Go to the line that contains "of the museum" and extract it along with every line after it, exactly, through the end of the data below.
************
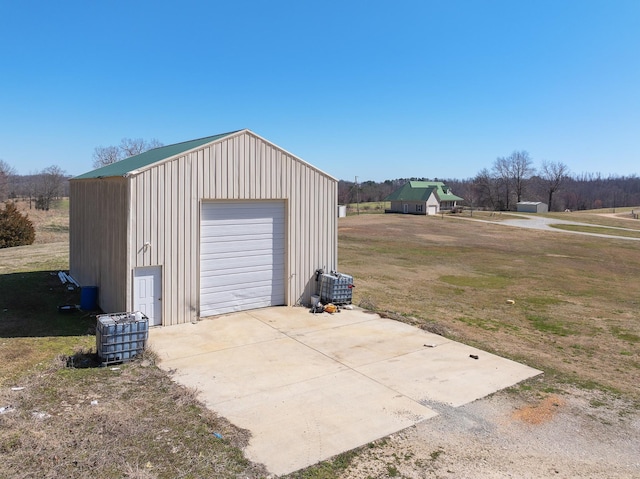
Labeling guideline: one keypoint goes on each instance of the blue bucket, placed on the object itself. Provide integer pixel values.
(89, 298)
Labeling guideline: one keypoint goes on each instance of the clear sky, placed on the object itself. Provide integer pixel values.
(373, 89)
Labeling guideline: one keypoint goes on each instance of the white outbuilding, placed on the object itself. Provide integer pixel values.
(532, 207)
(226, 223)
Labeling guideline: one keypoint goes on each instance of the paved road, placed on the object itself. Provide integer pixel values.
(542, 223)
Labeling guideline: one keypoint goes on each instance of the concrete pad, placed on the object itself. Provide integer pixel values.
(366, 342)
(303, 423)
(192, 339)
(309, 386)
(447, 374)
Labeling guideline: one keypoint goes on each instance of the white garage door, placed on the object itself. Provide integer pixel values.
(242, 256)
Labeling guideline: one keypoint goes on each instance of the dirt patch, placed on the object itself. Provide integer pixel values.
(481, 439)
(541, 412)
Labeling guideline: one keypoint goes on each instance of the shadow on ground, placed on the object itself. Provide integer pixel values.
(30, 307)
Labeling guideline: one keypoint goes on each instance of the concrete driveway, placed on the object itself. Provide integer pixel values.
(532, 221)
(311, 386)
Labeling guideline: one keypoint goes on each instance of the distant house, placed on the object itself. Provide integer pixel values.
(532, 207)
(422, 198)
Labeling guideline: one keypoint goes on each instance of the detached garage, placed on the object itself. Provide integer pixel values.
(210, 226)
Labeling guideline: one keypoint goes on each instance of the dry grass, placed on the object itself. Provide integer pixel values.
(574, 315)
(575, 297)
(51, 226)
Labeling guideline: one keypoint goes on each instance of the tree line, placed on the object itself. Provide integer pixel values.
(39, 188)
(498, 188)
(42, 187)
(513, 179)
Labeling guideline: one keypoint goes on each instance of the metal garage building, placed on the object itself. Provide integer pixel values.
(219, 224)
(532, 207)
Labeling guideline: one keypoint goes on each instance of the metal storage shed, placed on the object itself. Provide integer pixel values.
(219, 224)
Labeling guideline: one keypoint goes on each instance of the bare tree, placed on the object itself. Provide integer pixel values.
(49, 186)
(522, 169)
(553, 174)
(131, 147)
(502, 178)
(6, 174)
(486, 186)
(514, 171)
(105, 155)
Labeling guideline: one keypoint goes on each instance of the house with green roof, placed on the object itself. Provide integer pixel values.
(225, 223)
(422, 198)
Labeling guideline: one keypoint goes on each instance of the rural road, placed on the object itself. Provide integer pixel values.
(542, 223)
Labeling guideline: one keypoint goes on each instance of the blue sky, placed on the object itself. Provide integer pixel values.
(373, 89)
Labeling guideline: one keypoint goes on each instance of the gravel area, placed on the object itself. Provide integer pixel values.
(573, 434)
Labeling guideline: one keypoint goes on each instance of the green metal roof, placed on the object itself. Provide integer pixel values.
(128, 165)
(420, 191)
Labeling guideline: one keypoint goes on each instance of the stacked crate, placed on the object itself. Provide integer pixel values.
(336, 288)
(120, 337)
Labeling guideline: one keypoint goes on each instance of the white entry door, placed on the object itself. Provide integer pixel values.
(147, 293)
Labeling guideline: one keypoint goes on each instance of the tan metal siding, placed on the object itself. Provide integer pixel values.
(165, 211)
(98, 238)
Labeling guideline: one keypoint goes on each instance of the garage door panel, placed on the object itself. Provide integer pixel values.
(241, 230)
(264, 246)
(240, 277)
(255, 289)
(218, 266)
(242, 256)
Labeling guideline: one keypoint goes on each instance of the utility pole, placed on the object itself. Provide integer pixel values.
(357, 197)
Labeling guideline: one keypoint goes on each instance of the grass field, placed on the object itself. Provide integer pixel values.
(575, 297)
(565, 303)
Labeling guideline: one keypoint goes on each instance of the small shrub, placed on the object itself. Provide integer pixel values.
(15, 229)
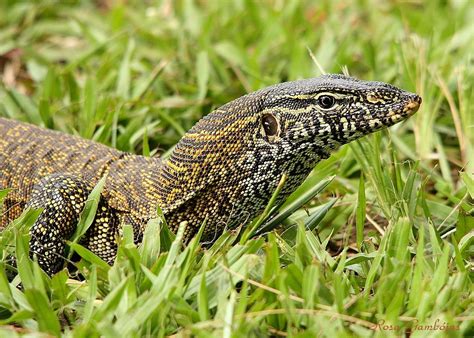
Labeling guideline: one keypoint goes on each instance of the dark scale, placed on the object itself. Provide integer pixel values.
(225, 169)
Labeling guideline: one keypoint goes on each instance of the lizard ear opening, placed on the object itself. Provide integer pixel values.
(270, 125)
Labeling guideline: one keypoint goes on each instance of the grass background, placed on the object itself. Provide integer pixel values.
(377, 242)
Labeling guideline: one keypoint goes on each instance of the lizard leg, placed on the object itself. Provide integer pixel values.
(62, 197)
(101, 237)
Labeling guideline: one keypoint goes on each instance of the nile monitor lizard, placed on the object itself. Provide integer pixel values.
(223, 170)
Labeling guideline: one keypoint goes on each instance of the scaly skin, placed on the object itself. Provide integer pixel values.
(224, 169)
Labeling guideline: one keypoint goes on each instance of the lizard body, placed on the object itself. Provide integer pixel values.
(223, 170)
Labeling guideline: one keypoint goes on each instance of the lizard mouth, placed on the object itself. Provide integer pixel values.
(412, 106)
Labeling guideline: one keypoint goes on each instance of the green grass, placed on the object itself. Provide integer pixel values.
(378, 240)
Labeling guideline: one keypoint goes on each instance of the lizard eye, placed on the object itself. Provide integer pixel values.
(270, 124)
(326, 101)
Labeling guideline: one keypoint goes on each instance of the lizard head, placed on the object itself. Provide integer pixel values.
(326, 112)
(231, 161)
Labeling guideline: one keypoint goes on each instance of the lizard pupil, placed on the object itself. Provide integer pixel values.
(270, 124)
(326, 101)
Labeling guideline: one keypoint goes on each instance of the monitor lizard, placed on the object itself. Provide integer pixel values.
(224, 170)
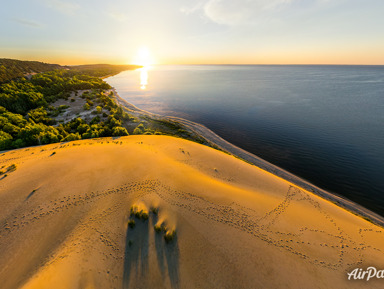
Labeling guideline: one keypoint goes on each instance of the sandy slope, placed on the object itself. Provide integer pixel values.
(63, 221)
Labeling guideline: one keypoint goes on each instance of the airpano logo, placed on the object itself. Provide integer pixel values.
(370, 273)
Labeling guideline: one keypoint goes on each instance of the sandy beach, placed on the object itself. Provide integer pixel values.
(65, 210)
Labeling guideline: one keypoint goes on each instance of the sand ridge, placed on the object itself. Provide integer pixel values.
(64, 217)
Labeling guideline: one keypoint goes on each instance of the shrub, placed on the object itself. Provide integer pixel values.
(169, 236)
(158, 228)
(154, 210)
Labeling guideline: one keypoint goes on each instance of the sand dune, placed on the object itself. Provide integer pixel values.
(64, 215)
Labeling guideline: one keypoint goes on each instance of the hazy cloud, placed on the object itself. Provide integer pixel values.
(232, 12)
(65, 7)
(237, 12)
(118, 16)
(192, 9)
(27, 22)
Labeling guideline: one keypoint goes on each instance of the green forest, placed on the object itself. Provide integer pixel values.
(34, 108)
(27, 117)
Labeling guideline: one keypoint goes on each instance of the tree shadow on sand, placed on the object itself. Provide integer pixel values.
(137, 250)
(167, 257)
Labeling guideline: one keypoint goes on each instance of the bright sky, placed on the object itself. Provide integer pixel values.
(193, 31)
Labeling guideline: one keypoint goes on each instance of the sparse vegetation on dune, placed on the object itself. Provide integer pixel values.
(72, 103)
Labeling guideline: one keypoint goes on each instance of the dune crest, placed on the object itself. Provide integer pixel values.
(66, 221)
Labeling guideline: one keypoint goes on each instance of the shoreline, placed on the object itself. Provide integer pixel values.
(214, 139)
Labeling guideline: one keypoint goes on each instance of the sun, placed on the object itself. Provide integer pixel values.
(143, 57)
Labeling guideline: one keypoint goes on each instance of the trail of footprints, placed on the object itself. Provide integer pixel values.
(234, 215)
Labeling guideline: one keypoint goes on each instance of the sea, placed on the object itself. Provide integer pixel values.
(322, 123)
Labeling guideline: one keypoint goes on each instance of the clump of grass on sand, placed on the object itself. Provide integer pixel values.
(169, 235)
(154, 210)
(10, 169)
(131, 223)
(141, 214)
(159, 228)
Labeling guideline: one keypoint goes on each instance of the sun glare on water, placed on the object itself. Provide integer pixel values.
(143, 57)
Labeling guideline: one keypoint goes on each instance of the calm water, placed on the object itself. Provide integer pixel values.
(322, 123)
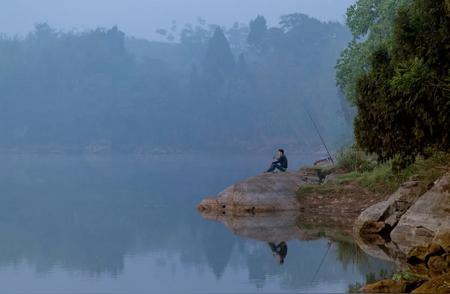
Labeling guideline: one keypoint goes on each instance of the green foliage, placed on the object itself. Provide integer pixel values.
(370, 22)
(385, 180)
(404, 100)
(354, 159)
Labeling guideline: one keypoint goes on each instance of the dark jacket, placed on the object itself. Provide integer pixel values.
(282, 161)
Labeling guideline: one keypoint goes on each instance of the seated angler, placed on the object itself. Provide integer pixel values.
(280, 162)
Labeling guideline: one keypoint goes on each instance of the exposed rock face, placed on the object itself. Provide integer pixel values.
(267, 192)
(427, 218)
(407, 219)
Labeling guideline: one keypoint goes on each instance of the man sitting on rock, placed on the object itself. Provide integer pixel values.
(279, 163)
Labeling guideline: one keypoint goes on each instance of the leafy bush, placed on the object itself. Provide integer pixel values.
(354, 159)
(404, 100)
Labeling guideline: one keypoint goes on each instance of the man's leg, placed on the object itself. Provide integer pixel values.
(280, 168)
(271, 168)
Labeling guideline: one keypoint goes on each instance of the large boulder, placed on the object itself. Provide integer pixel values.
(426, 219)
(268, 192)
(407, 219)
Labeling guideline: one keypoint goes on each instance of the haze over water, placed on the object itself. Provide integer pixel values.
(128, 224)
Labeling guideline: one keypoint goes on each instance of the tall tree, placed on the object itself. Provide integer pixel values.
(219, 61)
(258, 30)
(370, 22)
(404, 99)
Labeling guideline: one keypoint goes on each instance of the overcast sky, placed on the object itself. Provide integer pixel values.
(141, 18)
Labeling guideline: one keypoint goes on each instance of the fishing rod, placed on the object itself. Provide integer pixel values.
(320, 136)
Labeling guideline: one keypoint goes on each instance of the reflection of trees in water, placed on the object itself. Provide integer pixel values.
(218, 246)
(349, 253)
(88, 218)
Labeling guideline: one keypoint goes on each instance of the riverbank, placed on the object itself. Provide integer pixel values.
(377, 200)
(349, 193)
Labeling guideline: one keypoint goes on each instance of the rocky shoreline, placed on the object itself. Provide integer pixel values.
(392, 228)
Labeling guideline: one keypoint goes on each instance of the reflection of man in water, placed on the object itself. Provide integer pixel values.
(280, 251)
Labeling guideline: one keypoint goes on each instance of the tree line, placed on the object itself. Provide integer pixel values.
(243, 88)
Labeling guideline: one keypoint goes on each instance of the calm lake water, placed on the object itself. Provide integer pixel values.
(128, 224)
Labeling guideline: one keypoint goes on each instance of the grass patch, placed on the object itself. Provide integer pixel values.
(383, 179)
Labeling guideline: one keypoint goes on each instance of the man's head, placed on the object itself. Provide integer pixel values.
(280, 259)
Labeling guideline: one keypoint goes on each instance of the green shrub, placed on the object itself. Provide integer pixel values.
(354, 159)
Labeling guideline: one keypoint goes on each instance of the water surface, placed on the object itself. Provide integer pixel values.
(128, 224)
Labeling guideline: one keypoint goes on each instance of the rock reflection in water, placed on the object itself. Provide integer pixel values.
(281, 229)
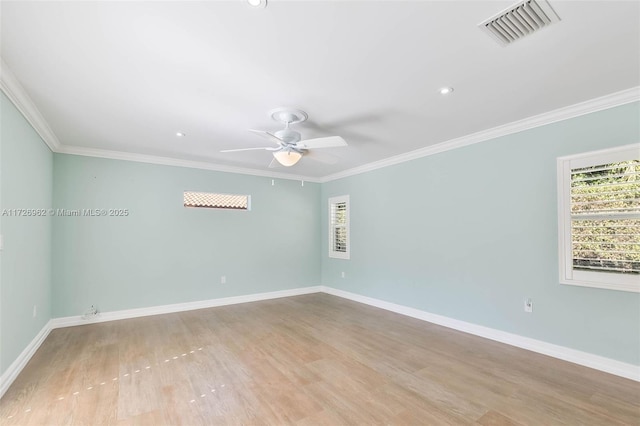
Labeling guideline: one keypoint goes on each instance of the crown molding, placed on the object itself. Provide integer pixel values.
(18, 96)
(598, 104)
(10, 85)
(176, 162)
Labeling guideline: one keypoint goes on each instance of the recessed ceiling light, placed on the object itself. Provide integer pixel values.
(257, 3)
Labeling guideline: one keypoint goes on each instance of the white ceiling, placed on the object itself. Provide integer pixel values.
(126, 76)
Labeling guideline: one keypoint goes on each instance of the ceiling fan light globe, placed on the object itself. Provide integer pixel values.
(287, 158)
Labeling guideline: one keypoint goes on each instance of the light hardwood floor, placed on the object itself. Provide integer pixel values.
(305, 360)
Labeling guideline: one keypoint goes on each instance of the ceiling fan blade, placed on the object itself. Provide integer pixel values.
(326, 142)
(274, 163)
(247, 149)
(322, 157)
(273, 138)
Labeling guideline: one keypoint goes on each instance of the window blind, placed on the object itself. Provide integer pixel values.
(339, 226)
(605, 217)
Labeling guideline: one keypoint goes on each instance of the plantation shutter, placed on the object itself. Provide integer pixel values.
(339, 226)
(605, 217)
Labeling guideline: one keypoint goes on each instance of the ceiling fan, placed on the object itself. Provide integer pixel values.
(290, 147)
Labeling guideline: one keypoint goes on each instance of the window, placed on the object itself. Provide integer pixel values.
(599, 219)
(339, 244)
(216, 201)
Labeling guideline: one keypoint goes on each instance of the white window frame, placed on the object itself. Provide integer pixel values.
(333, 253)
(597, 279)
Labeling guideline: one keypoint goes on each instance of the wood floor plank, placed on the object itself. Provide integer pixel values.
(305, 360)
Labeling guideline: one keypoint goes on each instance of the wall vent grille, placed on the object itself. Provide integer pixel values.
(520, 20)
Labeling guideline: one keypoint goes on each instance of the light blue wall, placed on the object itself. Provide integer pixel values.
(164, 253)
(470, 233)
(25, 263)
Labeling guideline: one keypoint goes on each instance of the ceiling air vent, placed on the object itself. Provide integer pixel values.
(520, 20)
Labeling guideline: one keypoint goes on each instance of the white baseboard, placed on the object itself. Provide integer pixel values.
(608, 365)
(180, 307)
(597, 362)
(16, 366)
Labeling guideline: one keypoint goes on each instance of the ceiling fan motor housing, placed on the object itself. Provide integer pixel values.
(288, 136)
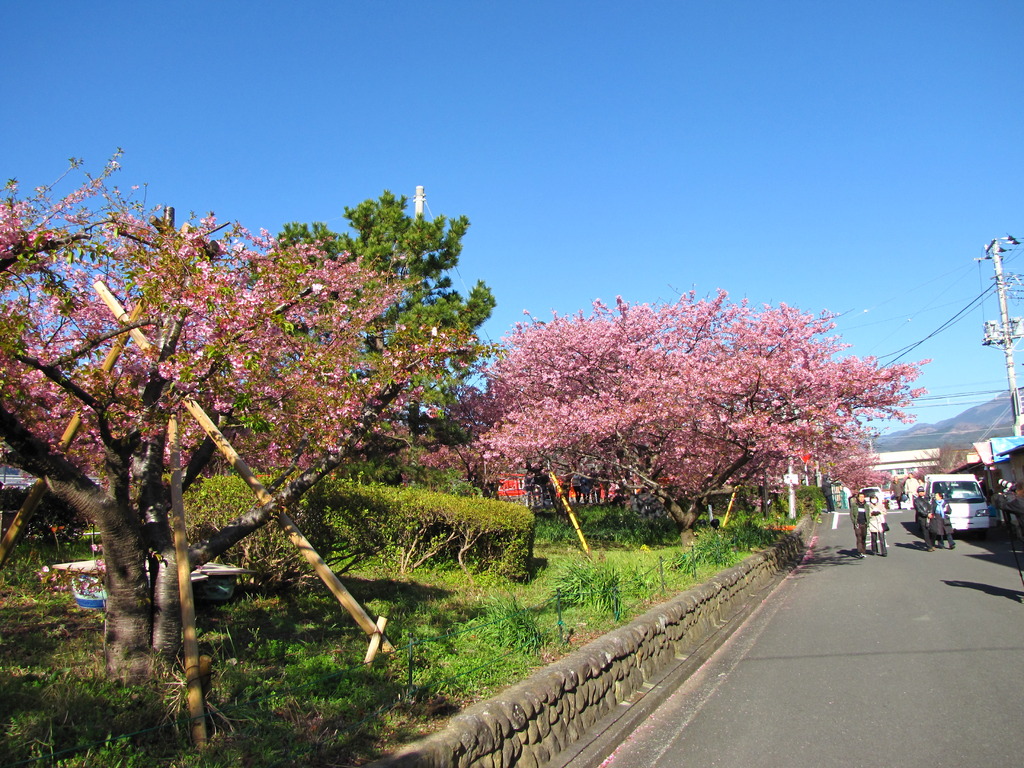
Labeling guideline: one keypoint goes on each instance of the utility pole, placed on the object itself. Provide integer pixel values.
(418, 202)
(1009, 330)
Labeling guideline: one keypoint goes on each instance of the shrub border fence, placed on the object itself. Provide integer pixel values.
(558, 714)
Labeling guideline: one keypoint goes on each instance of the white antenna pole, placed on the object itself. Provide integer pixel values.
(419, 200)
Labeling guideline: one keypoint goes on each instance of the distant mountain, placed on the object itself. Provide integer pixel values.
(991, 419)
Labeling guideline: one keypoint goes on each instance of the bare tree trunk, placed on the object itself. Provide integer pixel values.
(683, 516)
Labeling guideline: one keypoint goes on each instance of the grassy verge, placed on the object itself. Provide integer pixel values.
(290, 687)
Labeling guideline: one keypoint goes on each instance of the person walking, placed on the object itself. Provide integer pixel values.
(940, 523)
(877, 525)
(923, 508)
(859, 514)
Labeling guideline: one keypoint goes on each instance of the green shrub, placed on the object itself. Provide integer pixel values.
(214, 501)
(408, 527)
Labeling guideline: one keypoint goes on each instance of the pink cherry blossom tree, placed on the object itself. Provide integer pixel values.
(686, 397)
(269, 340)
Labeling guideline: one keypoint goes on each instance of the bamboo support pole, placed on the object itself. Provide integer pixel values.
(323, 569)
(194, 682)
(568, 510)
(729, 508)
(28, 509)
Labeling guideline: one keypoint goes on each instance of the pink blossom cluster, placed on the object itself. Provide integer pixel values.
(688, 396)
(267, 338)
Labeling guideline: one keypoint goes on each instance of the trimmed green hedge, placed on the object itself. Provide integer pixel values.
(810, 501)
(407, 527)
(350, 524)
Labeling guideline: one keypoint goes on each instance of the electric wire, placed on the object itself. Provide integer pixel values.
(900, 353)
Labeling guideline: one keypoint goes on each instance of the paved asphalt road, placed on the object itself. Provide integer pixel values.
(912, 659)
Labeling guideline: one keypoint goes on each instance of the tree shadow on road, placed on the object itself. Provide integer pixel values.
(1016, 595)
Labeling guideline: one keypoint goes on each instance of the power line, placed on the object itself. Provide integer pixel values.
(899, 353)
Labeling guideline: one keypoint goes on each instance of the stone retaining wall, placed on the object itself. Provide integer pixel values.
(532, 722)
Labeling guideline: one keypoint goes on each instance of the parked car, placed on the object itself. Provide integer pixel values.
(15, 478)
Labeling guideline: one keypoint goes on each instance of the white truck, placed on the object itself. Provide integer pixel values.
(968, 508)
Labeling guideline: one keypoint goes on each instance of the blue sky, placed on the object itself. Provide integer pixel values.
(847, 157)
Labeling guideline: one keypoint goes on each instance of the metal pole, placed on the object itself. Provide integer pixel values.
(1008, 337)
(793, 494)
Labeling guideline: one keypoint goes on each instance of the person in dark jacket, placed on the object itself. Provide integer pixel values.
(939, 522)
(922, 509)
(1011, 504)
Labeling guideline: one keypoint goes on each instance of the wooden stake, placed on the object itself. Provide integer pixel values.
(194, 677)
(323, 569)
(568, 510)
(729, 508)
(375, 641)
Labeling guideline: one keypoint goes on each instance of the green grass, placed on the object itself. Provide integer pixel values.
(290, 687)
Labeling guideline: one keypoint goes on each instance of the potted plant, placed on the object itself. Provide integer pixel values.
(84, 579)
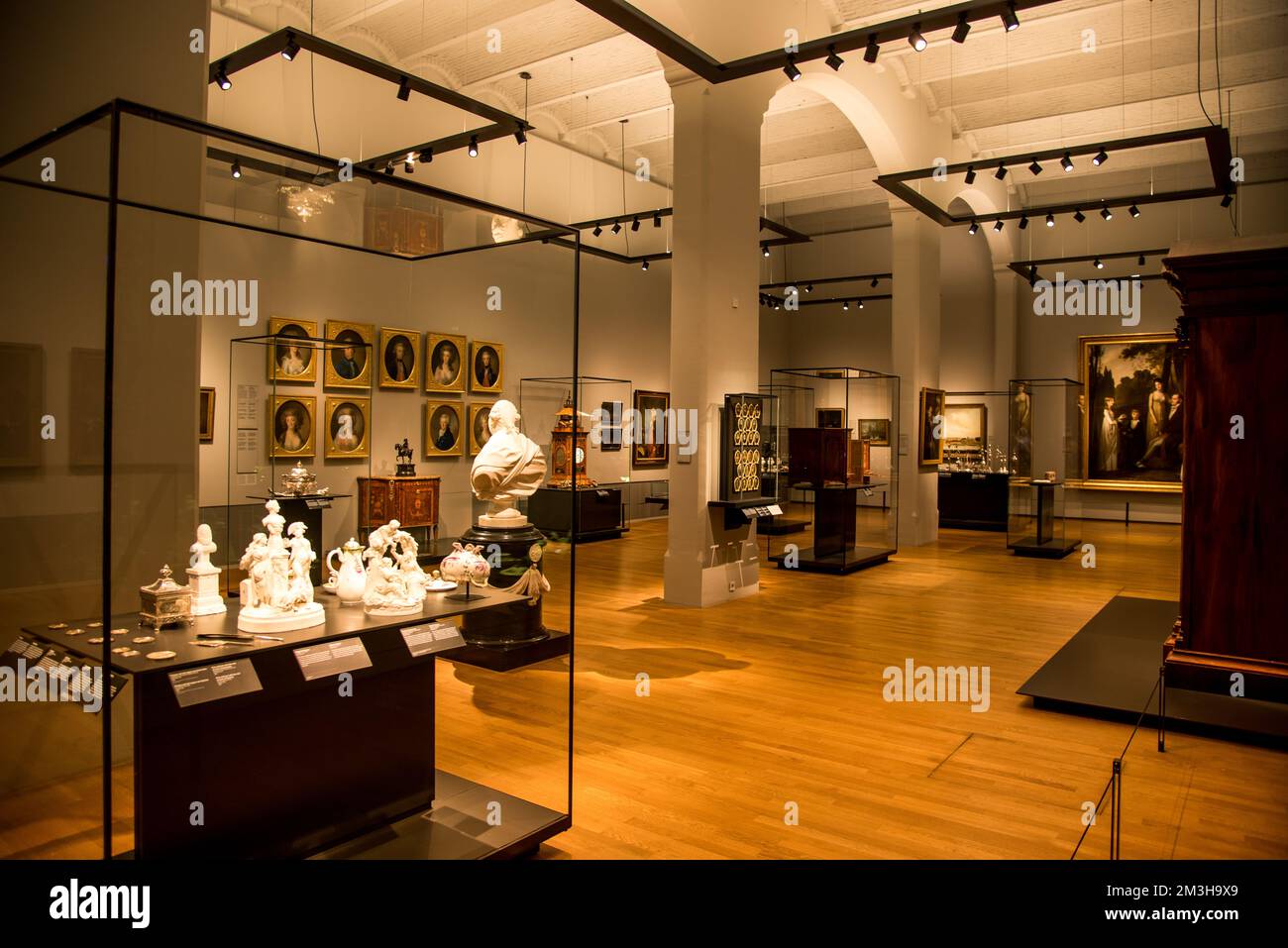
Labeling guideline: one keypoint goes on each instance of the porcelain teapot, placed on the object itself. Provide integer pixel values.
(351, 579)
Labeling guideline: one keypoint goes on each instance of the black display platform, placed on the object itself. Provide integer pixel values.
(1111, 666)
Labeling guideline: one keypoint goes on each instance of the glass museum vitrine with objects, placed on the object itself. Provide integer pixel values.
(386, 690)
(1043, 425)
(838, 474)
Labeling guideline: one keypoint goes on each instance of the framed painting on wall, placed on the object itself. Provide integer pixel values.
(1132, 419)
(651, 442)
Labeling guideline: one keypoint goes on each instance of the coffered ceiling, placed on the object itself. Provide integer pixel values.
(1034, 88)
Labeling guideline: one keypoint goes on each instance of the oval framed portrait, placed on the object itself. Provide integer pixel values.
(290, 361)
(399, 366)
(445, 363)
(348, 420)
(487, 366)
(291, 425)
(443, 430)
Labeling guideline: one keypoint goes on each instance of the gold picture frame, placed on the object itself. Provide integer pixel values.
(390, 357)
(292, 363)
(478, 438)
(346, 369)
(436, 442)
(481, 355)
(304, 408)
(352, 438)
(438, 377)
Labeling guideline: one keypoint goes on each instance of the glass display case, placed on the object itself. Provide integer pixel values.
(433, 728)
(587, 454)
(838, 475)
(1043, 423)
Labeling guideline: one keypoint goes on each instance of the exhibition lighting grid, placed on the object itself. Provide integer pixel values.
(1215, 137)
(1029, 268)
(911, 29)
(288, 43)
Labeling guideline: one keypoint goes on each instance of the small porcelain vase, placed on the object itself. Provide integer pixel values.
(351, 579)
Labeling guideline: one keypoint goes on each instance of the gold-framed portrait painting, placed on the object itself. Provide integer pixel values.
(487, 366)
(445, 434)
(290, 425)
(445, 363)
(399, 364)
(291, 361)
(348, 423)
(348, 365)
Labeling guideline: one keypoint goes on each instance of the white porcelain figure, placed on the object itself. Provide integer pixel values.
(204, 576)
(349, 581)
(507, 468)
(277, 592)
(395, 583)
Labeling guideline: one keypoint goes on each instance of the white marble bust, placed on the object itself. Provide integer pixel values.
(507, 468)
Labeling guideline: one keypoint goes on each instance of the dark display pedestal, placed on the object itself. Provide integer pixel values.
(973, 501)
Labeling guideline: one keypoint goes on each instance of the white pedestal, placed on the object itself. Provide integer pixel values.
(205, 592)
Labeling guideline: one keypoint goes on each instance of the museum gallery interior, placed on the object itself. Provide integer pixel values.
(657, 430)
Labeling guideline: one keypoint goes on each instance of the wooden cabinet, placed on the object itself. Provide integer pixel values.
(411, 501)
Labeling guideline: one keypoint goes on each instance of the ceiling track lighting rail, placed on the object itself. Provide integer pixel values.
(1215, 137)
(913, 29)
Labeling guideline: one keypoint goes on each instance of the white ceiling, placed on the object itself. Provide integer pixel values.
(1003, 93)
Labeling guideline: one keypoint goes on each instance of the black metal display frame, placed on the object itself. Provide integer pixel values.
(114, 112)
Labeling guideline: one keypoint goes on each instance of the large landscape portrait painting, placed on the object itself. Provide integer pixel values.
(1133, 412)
************
## WRITTEN RESPONSE
Labeling guideline: one keypoint goes on each instance of the museum gallery interior, placed on the object itself. Provide integer pixel values.
(657, 430)
Labeling guideline: one keypoint goes on each instance of the wooden cabinet, placed on the object itself. Provide integer pixel values.
(411, 501)
Labeling guideline: one keypoint goes on each instance of the ceiling track lighting rail, placed on the object itself. Provide integer pixel values.
(1215, 137)
(913, 29)
Labeling guideline: one keypoint goes on each instance of the white ceiling, placed on the object itself. Provide integer pixel values.
(1003, 93)
Labeling guideline: one keypoint goes on each instance of the black metal display frame, placed on the object itself. Provide integer pixel values.
(114, 112)
Labeling guideline: one keypoint goes on each instance of the large landscape portrait painting, placed on the object itself. Provide integer pixel values.
(1133, 412)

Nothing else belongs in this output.